======== RECORD LIST

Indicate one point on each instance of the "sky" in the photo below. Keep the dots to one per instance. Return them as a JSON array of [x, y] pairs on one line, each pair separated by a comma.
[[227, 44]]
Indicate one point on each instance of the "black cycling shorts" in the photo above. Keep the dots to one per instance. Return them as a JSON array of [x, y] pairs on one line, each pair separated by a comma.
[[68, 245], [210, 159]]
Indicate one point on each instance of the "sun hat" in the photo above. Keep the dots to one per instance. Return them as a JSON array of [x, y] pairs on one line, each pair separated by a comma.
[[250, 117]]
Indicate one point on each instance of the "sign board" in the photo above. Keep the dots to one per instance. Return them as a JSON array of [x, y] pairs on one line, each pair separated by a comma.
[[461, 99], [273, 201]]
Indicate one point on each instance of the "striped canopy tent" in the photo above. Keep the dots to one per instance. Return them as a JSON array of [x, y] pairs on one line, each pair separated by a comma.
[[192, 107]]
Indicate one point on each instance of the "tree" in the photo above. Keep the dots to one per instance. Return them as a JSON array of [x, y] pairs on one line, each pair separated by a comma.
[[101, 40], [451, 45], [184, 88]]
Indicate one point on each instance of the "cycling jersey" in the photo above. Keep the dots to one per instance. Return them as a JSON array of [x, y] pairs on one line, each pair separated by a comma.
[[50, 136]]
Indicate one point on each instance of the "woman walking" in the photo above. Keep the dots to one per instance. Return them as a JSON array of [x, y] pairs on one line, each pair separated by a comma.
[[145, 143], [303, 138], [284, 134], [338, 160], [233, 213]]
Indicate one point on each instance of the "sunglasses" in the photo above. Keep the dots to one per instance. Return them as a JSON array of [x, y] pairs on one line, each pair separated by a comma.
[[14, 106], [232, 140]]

================

WORK TO COMPLETE: Return all of the data above verbatim, line by line, with every coordinate list in its original position.

FINISHED EXERCISE:
Indicate one point on each instance of the "sky" in the photo below. Keep the dots to one per instance. Return them as a JSON array of [x, y] pairs on one line, each pair separated by a comma.
[[227, 44]]
Indicate one point on each instance of the "black cycling shorts" in the photo above. Keep the dots to one per instance. Return them as a JSON array of [x, y] pairs on one line, each pair separated by a comma.
[[68, 245], [210, 159]]
Indicate one point on each instance of the "sun hat" in the photo above. Keep the dots to one per instance. Return them as a JSON array of [x, y] pairs on one line, each pair separated by a comma.
[[250, 117]]
Indicate one point on each instance of the "sign board" in the photo above. Keep the dots to one per instance. Return them as a JSON array of [x, y] pairs on one line, each pair separated by a comma.
[[461, 99], [273, 201]]
Indicate one point on each instance of the "striped canopy tent" in the photo above. Keep the dots to one per instance. Return them as a JSON array of [x, y] pairs on one line, each pair separated by a comma.
[[192, 107]]
Indicate one point on each instance of the "tree" in the photo above. Keep the dots to one per instance. Return them as a JSON array of [x, y] pairs on one line, each pair separated by a comma.
[[101, 40], [451, 45], [184, 88]]
Indicate one point on each instance of the "cycling jersey" in the photo above. Keep the dots to one per instance. Return them as a JSON array of [x, y] pairs on one line, each pair separated by a comma.
[[50, 136]]
Indicate one point on each instance of the "woman walking" in the photo above. Keep the dots to one per instance. Return them as a JSON array of [x, y] pairs on one line, each pair separated by a comma.
[[145, 143], [303, 138], [284, 134], [338, 160], [233, 213]]
Indicate one point on each instance of the "sunglasses" in the photo above. Keep the dots to one per instance. Return them as a JSON array of [x, y] pairs on one line, each pair separated by a comma.
[[14, 106], [232, 140]]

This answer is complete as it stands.